>> begin Text block
Sparse feature selection for clustering and sample-wise distance, with application to geochemical data

Kenta Ueki; Hideitsu Hino

[MGI29-P03] Sparse feature selection for clustering and sample-wise distance, with application to geochemical data

*Kenta Ueki¹, Hideitsu Hino² (1.Earthquake Research Institute, The University of Tokyo, 2.Graduate School of Systems and Information Engineering, University of Tsukuba)

Keywords:MORB, Machine learning, Geochemical data

Many geochemical data, such as multiple samples from the single volcano or rock suite, and the multipoint-local analysis in one sample, are the assemblage of many samples each of which has high dimensional composition data. In order to extract geochemical process hidden in the rock samples, it is necessary to conduct a data-driven multivariate analysis of high dimensional data consisting of multivariate-multi samples. However, most previous geochemical studies have been carried out at low dimensions, such as only the relationship between several elements, or focusing on only a few specific samples. Furthermore, data analyses were carried out with giving some specific assumptions such as chemical compositions of some end-member components. Furthermore, data distributions and its shape are not fully utilized in previous studies, although the rock formation process should be reflected in the shape of the data distribution made by many samples. It is expected that more geochemical information can be extracted from the geochemical data by analyzing the distribution of data in multidimensional space quantitatively.
>> end Text block
* _What this exercise asks_
a - Rewrite the stretch of the geochemical data abstract from "Kenta Ueki; Hideitsu" through "University of Tsukuba)", putting "pairwise" in place of "sample-wise".
b - Answer these questions from the geochemical data abstract:
(i) With which institution is Kenta Ueki affiliated?
(ii) What three keywords are listed?
(iii) At what dimensions have most previous geochemical studies been carried out?
>> begin Recorded information
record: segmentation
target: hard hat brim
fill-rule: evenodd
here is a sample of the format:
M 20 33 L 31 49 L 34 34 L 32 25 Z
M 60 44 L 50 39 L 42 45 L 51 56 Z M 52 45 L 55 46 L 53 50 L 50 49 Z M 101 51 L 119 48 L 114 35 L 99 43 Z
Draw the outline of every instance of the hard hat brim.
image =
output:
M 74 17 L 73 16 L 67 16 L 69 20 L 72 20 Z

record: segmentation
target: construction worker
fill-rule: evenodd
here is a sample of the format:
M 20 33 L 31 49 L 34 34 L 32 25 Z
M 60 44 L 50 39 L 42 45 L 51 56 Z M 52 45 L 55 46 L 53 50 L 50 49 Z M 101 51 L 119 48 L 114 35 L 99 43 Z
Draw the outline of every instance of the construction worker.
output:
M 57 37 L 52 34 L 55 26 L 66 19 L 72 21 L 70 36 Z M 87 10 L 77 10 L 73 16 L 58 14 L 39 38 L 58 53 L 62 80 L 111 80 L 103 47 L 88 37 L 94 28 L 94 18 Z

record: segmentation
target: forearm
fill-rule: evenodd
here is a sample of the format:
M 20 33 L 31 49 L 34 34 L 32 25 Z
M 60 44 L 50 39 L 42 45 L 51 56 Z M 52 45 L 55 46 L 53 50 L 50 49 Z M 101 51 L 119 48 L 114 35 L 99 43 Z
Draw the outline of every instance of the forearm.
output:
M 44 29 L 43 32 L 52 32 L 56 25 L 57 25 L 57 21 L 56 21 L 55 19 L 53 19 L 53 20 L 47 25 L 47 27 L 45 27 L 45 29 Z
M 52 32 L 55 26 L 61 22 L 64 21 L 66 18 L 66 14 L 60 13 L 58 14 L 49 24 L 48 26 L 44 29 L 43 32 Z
>> end Recorded information
* _Solutions to the problems_
a -
Kenta Ueki; Hideitsu Hino

[MGI29-P03] Sparse feature selection for clustering and pairwise distance, with application to geochemical data

*Kenta Ueki¹, Hideitsu Hino² (1.Earthquake Research Institute, The University of Tokyo, 2.Graduate School of Systems and Information Engineering, University of Tsukuba)

b -
(i) The Earthquake Research Institute, The University of Tokyo.
(ii) MORB, Machine learning, and Geochemical data.
(iii) At low dimensions.